(Dataset rows)
──────────────────────────────

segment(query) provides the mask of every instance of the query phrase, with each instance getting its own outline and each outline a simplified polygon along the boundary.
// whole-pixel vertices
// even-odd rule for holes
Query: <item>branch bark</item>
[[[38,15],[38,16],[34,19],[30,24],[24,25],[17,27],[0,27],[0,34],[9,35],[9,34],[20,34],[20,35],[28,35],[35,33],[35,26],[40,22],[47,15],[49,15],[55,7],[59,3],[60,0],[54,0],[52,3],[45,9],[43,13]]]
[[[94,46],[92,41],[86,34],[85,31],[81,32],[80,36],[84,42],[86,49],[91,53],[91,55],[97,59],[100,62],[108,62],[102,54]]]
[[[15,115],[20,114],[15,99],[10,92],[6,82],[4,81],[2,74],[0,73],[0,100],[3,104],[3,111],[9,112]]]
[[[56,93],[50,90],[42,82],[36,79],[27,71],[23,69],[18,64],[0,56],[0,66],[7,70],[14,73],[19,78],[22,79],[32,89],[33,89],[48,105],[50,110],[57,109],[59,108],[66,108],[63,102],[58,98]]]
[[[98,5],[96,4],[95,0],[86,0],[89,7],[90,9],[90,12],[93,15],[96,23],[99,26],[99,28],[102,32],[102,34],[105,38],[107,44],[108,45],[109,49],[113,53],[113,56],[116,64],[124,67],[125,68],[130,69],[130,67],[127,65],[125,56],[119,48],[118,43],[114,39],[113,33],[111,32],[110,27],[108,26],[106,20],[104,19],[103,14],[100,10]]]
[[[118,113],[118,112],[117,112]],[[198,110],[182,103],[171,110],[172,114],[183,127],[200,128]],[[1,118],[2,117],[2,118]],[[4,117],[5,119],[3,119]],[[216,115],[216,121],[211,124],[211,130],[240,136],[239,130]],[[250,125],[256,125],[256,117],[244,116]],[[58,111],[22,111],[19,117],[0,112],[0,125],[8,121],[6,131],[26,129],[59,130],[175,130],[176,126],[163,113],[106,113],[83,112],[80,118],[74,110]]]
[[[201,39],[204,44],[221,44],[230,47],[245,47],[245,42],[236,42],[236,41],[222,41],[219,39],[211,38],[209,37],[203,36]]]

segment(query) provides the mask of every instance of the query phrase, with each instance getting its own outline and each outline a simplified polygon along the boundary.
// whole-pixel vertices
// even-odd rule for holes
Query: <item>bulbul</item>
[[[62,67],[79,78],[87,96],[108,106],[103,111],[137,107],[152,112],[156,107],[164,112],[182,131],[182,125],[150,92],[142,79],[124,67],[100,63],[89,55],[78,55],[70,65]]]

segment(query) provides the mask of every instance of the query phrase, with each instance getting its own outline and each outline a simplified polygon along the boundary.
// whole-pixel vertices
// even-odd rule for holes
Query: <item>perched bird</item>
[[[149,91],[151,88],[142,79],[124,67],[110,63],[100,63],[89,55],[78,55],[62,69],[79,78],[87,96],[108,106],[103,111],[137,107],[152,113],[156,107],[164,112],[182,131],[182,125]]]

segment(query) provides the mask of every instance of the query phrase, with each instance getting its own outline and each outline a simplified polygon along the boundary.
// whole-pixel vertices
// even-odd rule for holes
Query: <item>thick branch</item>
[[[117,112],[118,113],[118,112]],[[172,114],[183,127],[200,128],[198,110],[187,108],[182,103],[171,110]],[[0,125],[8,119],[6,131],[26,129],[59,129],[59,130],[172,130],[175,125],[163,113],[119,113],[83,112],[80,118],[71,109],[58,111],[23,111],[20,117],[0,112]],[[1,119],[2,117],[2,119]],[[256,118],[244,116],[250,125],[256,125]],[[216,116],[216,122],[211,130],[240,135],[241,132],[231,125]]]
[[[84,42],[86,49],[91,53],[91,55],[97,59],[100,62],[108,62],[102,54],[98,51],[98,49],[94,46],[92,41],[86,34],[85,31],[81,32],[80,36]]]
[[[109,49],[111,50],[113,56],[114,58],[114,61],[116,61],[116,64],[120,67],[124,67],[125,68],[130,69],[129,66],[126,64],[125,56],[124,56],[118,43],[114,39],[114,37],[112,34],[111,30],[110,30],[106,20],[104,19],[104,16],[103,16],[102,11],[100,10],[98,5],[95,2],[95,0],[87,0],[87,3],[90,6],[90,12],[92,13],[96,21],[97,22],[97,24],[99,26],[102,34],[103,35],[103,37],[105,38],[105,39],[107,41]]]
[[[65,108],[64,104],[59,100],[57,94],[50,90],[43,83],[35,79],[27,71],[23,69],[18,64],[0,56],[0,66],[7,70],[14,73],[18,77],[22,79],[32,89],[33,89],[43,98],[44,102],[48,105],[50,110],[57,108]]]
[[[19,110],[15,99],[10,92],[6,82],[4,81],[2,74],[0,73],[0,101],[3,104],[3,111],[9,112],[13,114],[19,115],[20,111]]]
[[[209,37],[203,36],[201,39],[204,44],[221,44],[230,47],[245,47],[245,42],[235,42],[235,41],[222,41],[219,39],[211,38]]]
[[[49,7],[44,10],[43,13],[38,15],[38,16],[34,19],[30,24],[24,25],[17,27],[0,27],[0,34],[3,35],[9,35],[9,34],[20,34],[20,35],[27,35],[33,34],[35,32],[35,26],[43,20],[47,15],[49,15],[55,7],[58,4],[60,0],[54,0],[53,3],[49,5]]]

──────────────────────────────

## Problem details:
Rewrite all the records above, changing "whole-pixel vertices" to "integer-coordinate vertices" wherever it occurs. Leave everything else in the records as it is.

## Exercise answer:
segment(query) provides the mask of every instance of the query phrase, with each instance getting its own outline and each outline a simplified polygon along the boundary.
// integer-coordinate vertices
// even-odd rule for holes
Query: <item>branch bark</item>
[[[38,15],[38,16],[34,19],[30,24],[24,25],[17,27],[0,27],[0,34],[9,35],[9,34],[20,34],[20,35],[28,35],[35,33],[35,26],[40,22],[47,15],[49,15],[55,7],[59,3],[60,0],[54,0],[52,3],[45,9],[43,13]]]
[[[94,46],[92,41],[86,34],[85,31],[81,32],[80,36],[84,42],[86,49],[91,53],[91,55],[97,59],[100,62],[108,62],[102,54]]]
[[[15,115],[20,114],[15,99],[10,92],[6,82],[4,81],[2,74],[0,73],[0,100],[3,104],[3,111],[9,112]]]
[[[56,93],[50,90],[42,82],[36,79],[27,71],[23,69],[18,64],[0,56],[0,66],[7,70],[14,73],[19,78],[22,79],[32,89],[33,89],[48,105],[50,110],[57,109],[59,108],[66,108],[63,102],[58,98]]]
[[[98,5],[96,4],[95,0],[86,0],[89,7],[90,9],[90,12],[93,15],[96,23],[99,26],[99,28],[102,32],[102,34],[105,38],[107,44],[108,45],[109,49],[113,53],[113,56],[116,64],[124,67],[125,68],[130,69],[130,67],[127,65],[125,56],[119,48],[118,43],[114,39],[113,33],[111,32],[110,27],[108,26],[106,20],[104,19],[103,14],[100,10]]]
[[[118,113],[118,112],[117,112]],[[198,110],[182,103],[171,110],[172,114],[183,127],[200,128]],[[1,118],[2,117],[2,118]],[[4,117],[5,119],[3,119]],[[216,115],[216,121],[211,124],[211,130],[240,136],[239,130]],[[250,125],[256,125],[256,117],[244,116]],[[58,111],[22,111],[19,117],[0,112],[0,125],[8,121],[6,131],[26,129],[59,130],[175,130],[176,126],[163,113],[106,113],[83,112],[80,118],[74,110]]]
[[[201,39],[204,44],[221,44],[230,47],[245,47],[245,42],[236,42],[236,41],[222,41],[219,39],[211,38],[209,37],[203,36]]]

segment(query) provides the mask of every instance of the query phrase, with each instance getting its own outline and each outline a simplified polygon along the boundary.
// integer-coordinate vertices
// even-odd rule for holes
Query: <item>bulbul</item>
[[[62,67],[79,78],[87,96],[108,106],[103,111],[137,107],[152,112],[156,107],[164,112],[182,131],[182,125],[150,92],[142,79],[124,67],[100,63],[89,55],[78,55],[70,65]]]

segment(query) provides the mask of every instance of the query phrase, with each instance getting its own outline and each outline a simplified polygon along the boundary.
// integer-coordinate vertices
// even-odd rule for holes
Query: <item>perched bird</item>
[[[149,91],[151,88],[142,79],[124,67],[110,63],[100,63],[89,55],[78,55],[62,69],[79,78],[87,96],[108,106],[103,111],[137,107],[152,113],[156,107],[164,112],[182,131],[182,125]]]

segment(query) provides the mask of every instance of the query phrase, with each instance getting its own outline and each outline a simplified polygon along the boundary.
// integer-coordinate vertices
// even-odd rule for holes
Query: <item>thick branch</item>
[[[117,112],[118,113],[118,112]],[[172,114],[183,127],[200,128],[198,110],[187,108],[182,103],[171,110]],[[0,125],[8,119],[6,131],[26,129],[59,129],[59,130],[172,130],[175,125],[163,113],[119,113],[83,112],[80,118],[71,109],[58,111],[23,111],[20,117],[0,112]],[[1,119],[2,117],[2,119]],[[256,118],[244,116],[250,125],[256,125]],[[216,116],[216,122],[211,130],[240,135],[241,132],[231,125]]]
[[[84,42],[86,49],[91,53],[91,55],[97,59],[100,62],[108,62],[102,54],[98,51],[98,49],[94,46],[92,41],[86,34],[85,31],[81,32],[80,36]]]
[[[109,49],[111,50],[113,56],[114,58],[114,61],[116,61],[116,64],[120,67],[124,67],[125,68],[130,69],[129,66],[126,64],[125,56],[124,56],[118,43],[114,39],[114,37],[112,34],[111,30],[110,30],[106,20],[104,19],[104,16],[103,16],[102,11],[100,10],[98,5],[95,2],[95,0],[87,0],[87,3],[90,6],[90,12],[92,13],[96,21],[97,22],[97,24],[99,26],[102,34],[103,35],[103,37],[105,38],[105,39],[107,41]]]
[[[65,108],[64,104],[59,100],[57,94],[50,90],[43,83],[35,79],[27,71],[23,69],[18,64],[0,56],[0,66],[7,70],[14,73],[18,77],[22,79],[32,89],[33,89],[43,98],[44,102],[48,105],[50,110],[57,108]]]
[[[19,110],[15,99],[10,92],[6,82],[4,81],[2,74],[0,73],[0,101],[3,104],[3,111],[9,112],[13,114],[19,115],[20,111]]]
[[[209,37],[203,36],[201,39],[204,44],[221,44],[230,47],[245,47],[245,42],[235,42],[235,41],[222,41],[219,39],[211,38]]]
[[[49,7],[44,10],[43,13],[38,15],[38,16],[34,19],[30,24],[24,25],[17,27],[0,27],[0,34],[3,35],[9,35],[9,34],[20,34],[20,35],[27,35],[33,34],[35,32],[35,26],[43,20],[47,15],[49,15],[55,7],[58,4],[60,0],[54,0],[53,3],[49,5]]]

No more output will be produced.